=== Page text ===

Supreme Court, Queens County
Jan 29, 2020
2020 N.Y. Slip Op. 35619 (N.Y. Sup. Ct. 2020)

Opinion

Index No. 706471/2018 Motion Cal. No. 12 Motion Sequence No. 1 NYSCEF DOC. No. 68

01-29-2020

ROBERT E. DINOME, Plaintiff, v. BALKAR SINGH, 5 STAR LEASING INC., DEAN WHITAKER and KOSHANA HART, Defendants.


Unpublished Opinion

Motion Date: December 11,2020

HONORABLE CHEREE A, BUGGS S.C.J.

The following papers numbered 20-26, 29 and 31-39 submitted and considered on this motion by plaintiff ROBERT E. DINOME (hereinafter referred to as "Plaintiff') seeking an Order pursuant to Civil Practice Law and Rules (hereinafter referred to as "CPLR") 3212 for summary judgment finding the named defendants (collectively referred to as "Defendants") were solely responsible for causing the accident.

Papers Numbered

Notice of Motion- Affirmation in Support.....

EF 20-26

Affirmation in Opp- Exhibits.........................

EF 31 -33

Affirmation in Opp- Exhibits.........................

EF 34-36

Reply Affirmation..........................................

EF 37-39

This is a negligence action arisingout of a three car collision that occurred on March 1.2017 at or near Astoria Boulevard. Plaintiff claims at 7:00 to 7:30 pm he exited the Grand Central Parkway and brought himself to a "gradual stop" at a red light. That he was stopped at the light for 7-10 seconds when he felt an impact to the rear of his vehicle then 2-3 seconds after he heard the two vehicles behind him collide and felt a second impact to his rear. Plaintiff alleges that prior to the impact, through his rearview mirror he saw the defendant Balkar Singh ("Singh") holding a cell phone, coming towards his vehicle, with windshield wipers and headlights off. Plaintiff claims he neither heard horns nor tires screeching prior to the collisions and that both his brake lights and headlights were working. Plaintiff alleges there was light rain fall at the time but it was still daylight.

===

**Tasks:**
- 1) In the court opinion on the three-car collision, translate this sentence into Spanish: "Plaintiff claims he neither heard horns nor tires screeching prior to the collisions and that both his brake lights and headlights were working."
- 2) Write the next passage of the court opinion on the three-car collision, starting after its last sentence.

=== Collected data ===

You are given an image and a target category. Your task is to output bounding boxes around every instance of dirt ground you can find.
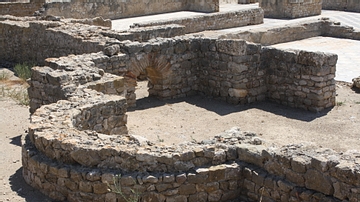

===

**Written answers:**
- 1) El demandante afirma que no oyó bocinas ni chirridos de neumáticos antes de las colisiones y que tanto sus luces de freno como sus faros funcionaban.

- 2)
Singh claims the incident occurred between 8:00 and 9:00 p.m, that at the time he was leasing a vehicle from defendant 5 Star leasing, Inc. Singh claims the roads were wet due to rain and he had his windshield wipers, headlights and tail lights on. Furthermore, Singh claims he was stopped behind Plaintiff prior to any collision, that his brake lights were also on and he was neither holding nor using his cell phone to text at that time. Singh states 5 seconds prior to the collision he saw defendant Dean Whitaker ("Dean") 4 car lengths behind him traveling at a high rate of speed. Singh claims he did not hear a horn but did hear Dean's brakes coming from behind. Singh states he came into contact with Plaintiffs car after and as a result of Dean coming into contact with his car.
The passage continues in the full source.